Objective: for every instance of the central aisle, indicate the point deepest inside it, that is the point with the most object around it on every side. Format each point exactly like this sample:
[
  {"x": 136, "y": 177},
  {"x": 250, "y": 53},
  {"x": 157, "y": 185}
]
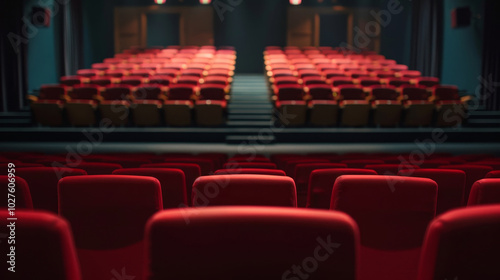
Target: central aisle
[{"x": 250, "y": 105}]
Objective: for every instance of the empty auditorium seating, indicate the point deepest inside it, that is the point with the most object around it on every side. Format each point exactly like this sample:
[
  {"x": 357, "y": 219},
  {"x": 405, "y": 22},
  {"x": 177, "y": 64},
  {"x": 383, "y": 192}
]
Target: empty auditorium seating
[
  {"x": 42, "y": 182},
  {"x": 319, "y": 189},
  {"x": 16, "y": 192},
  {"x": 107, "y": 214},
  {"x": 43, "y": 247},
  {"x": 191, "y": 173},
  {"x": 260, "y": 165},
  {"x": 247, "y": 189},
  {"x": 472, "y": 174},
  {"x": 190, "y": 76},
  {"x": 235, "y": 242},
  {"x": 462, "y": 244},
  {"x": 392, "y": 213},
  {"x": 361, "y": 163},
  {"x": 97, "y": 168},
  {"x": 303, "y": 172},
  {"x": 485, "y": 191},
  {"x": 210, "y": 112},
  {"x": 260, "y": 171},
  {"x": 352, "y": 76},
  {"x": 173, "y": 183},
  {"x": 48, "y": 107},
  {"x": 450, "y": 107},
  {"x": 493, "y": 174},
  {"x": 451, "y": 186},
  {"x": 392, "y": 169}
]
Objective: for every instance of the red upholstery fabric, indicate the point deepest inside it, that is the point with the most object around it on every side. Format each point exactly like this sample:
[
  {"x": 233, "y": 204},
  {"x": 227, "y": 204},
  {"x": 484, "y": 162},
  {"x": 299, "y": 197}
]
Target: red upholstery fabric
[
  {"x": 98, "y": 168},
  {"x": 361, "y": 163},
  {"x": 44, "y": 247},
  {"x": 4, "y": 167},
  {"x": 290, "y": 164},
  {"x": 392, "y": 213},
  {"x": 391, "y": 169},
  {"x": 206, "y": 165},
  {"x": 21, "y": 197},
  {"x": 303, "y": 172},
  {"x": 462, "y": 244},
  {"x": 251, "y": 243},
  {"x": 261, "y": 171},
  {"x": 319, "y": 190},
  {"x": 107, "y": 214},
  {"x": 127, "y": 162},
  {"x": 495, "y": 164},
  {"x": 451, "y": 186},
  {"x": 485, "y": 191},
  {"x": 260, "y": 165},
  {"x": 173, "y": 183},
  {"x": 255, "y": 190},
  {"x": 42, "y": 182},
  {"x": 493, "y": 174},
  {"x": 191, "y": 173},
  {"x": 472, "y": 174}
]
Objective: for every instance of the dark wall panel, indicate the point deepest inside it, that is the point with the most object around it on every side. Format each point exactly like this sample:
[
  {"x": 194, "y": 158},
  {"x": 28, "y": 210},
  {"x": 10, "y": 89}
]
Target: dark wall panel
[{"x": 250, "y": 27}]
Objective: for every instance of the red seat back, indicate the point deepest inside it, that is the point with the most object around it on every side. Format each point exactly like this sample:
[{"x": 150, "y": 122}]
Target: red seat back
[
  {"x": 392, "y": 213},
  {"x": 44, "y": 247},
  {"x": 255, "y": 190},
  {"x": 463, "y": 243},
  {"x": 240, "y": 238},
  {"x": 108, "y": 214}
]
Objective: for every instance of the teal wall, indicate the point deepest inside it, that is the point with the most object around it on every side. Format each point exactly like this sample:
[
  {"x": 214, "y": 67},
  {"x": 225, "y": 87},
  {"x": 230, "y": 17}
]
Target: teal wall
[
  {"x": 462, "y": 47},
  {"x": 395, "y": 38},
  {"x": 44, "y": 53},
  {"x": 98, "y": 31}
]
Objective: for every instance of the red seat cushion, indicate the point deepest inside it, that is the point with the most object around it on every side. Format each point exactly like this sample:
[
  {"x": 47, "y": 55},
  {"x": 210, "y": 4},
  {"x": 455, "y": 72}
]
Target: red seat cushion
[{"x": 258, "y": 190}]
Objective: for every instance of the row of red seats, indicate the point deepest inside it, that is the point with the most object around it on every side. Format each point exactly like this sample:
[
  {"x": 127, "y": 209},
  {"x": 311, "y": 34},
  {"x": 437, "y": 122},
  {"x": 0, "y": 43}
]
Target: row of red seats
[
  {"x": 144, "y": 105},
  {"x": 313, "y": 177},
  {"x": 348, "y": 84},
  {"x": 383, "y": 234},
  {"x": 174, "y": 93}
]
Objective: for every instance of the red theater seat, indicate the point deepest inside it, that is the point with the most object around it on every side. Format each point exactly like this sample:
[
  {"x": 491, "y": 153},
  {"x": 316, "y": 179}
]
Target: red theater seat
[
  {"x": 191, "y": 173},
  {"x": 319, "y": 190},
  {"x": 260, "y": 171},
  {"x": 97, "y": 168},
  {"x": 391, "y": 169},
  {"x": 472, "y": 174},
  {"x": 173, "y": 183},
  {"x": 255, "y": 190},
  {"x": 303, "y": 172},
  {"x": 462, "y": 244},
  {"x": 107, "y": 214},
  {"x": 115, "y": 106},
  {"x": 48, "y": 107},
  {"x": 16, "y": 193},
  {"x": 257, "y": 242},
  {"x": 485, "y": 191},
  {"x": 361, "y": 163},
  {"x": 42, "y": 182},
  {"x": 392, "y": 213},
  {"x": 451, "y": 186},
  {"x": 260, "y": 165},
  {"x": 493, "y": 174},
  {"x": 4, "y": 167},
  {"x": 206, "y": 165},
  {"x": 44, "y": 247}
]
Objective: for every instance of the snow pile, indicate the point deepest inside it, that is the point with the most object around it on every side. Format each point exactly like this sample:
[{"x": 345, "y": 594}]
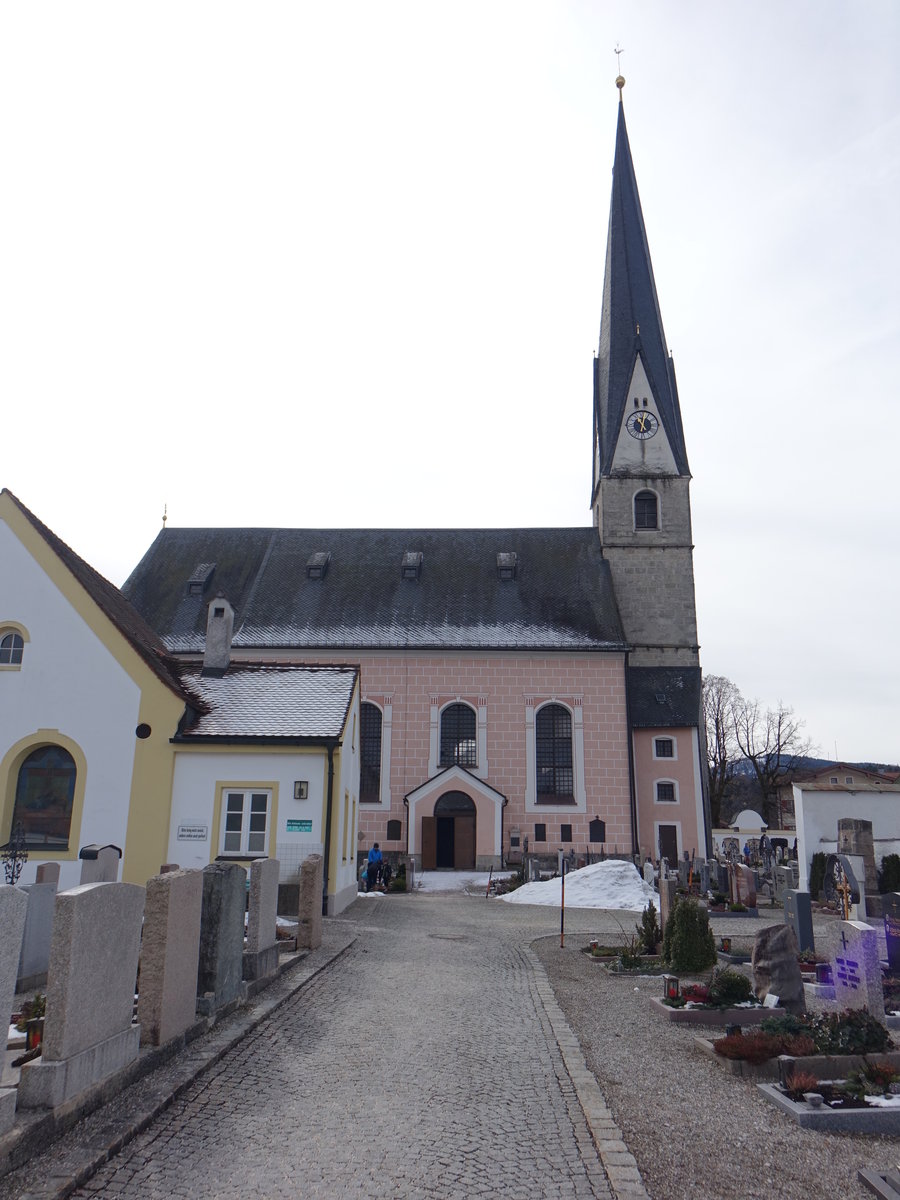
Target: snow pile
[{"x": 607, "y": 885}]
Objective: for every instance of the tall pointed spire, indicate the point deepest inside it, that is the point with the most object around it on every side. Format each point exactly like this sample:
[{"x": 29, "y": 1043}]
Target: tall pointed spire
[{"x": 630, "y": 323}]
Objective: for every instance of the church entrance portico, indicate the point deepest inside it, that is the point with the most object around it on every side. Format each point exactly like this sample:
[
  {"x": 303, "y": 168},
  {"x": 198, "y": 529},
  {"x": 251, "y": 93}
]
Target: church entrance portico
[{"x": 456, "y": 822}]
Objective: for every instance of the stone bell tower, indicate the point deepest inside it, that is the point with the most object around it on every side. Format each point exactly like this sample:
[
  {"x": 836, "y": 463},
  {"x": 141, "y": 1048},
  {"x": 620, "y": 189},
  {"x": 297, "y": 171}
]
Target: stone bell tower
[{"x": 640, "y": 498}]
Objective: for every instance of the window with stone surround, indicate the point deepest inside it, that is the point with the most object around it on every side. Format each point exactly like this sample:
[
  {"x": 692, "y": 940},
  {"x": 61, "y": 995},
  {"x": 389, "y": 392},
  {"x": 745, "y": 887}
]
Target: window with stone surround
[
  {"x": 553, "y": 754},
  {"x": 646, "y": 510},
  {"x": 459, "y": 744},
  {"x": 370, "y": 771}
]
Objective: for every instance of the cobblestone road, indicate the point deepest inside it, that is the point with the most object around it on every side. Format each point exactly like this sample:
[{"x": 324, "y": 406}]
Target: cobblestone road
[{"x": 423, "y": 1063}]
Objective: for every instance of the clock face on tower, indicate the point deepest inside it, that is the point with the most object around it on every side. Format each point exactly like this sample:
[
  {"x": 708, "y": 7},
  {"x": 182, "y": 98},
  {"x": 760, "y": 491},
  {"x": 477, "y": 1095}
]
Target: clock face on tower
[{"x": 642, "y": 425}]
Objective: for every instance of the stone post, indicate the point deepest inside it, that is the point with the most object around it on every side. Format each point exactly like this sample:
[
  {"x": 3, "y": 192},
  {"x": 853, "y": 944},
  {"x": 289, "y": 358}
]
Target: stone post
[
  {"x": 225, "y": 900},
  {"x": 309, "y": 929},
  {"x": 13, "y": 906},
  {"x": 261, "y": 957},
  {"x": 90, "y": 994},
  {"x": 169, "y": 952}
]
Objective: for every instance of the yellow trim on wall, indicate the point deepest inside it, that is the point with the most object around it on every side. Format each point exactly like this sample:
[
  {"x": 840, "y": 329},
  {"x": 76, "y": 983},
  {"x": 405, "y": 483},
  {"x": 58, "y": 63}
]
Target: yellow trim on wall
[
  {"x": 217, "y": 807},
  {"x": 10, "y": 767}
]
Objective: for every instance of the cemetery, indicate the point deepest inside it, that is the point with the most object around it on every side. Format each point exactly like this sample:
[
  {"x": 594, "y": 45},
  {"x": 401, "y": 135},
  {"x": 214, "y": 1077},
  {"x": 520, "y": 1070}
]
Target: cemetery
[{"x": 103, "y": 981}]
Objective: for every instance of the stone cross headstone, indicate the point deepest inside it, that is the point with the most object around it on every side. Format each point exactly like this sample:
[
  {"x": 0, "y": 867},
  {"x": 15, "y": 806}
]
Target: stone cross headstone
[
  {"x": 13, "y": 905},
  {"x": 169, "y": 951},
  {"x": 90, "y": 994},
  {"x": 309, "y": 929},
  {"x": 666, "y": 899},
  {"x": 775, "y": 967},
  {"x": 220, "y": 967},
  {"x": 857, "y": 970},
  {"x": 261, "y": 955},
  {"x": 798, "y": 915},
  {"x": 100, "y": 864},
  {"x": 892, "y": 928},
  {"x": 35, "y": 954}
]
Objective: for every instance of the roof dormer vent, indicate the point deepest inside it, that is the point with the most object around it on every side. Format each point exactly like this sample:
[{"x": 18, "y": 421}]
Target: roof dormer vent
[
  {"x": 412, "y": 565},
  {"x": 199, "y": 577},
  {"x": 317, "y": 564},
  {"x": 507, "y": 564}
]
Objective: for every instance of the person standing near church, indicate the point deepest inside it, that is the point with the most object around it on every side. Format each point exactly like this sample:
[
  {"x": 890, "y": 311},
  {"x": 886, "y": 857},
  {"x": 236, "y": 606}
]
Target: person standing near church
[{"x": 373, "y": 863}]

_ _ _ _

GOAL: Reproduce the lines from the one containing "Objective: for every instance of the yellow" to the end of the entries, keeping both ends and adding nothing.

FINISHED TASK:
Objective: for every instance of the yellow trim on wall, indicate the point deepest inside it, that is the point with the most object around it on every side. Format each point exactly like this sample:
[
  {"x": 840, "y": 329},
  {"x": 76, "y": 983},
  {"x": 405, "y": 483},
  {"x": 58, "y": 63}
]
Target: yellow trim on wall
[
  {"x": 217, "y": 807},
  {"x": 10, "y": 767}
]
Objective: for every instance of the cemetery, indicate the point deepest inside it, that is the point with the most object around it on every side. Format each point exactly like this sample:
[
  {"x": 594, "y": 45},
  {"x": 401, "y": 135},
  {"x": 214, "y": 1077},
  {"x": 520, "y": 1070}
]
Target: cemetery
[{"x": 103, "y": 981}]
Objective: for every instance of the stone cross headstone, indicate the point deepest inside it, that is the point with the most object around it on every side. Format each point exactly like this sample:
[
  {"x": 0, "y": 867},
  {"x": 15, "y": 806}
]
Target: stone cross headstone
[
  {"x": 13, "y": 905},
  {"x": 169, "y": 951},
  {"x": 90, "y": 994},
  {"x": 309, "y": 929},
  {"x": 666, "y": 899},
  {"x": 775, "y": 967},
  {"x": 220, "y": 967},
  {"x": 857, "y": 970},
  {"x": 261, "y": 955},
  {"x": 798, "y": 915},
  {"x": 100, "y": 864},
  {"x": 892, "y": 928},
  {"x": 35, "y": 954}
]
Objective: for every instance of the roof dormer vent, indicate the point deepest inside it, that is the point with the most object around it on every side. Format each point exactly like this sample:
[{"x": 18, "y": 421}]
Target: roof dormer vent
[
  {"x": 412, "y": 565},
  {"x": 199, "y": 577},
  {"x": 317, "y": 564},
  {"x": 507, "y": 564}
]
Objective: for every instance of the person standing near church, indicate the point deepest inside it, that is the point with the most object around it on every side. Format each point exactly like this sample:
[
  {"x": 890, "y": 311},
  {"x": 886, "y": 857},
  {"x": 236, "y": 606}
]
Target: person standing near church
[{"x": 373, "y": 863}]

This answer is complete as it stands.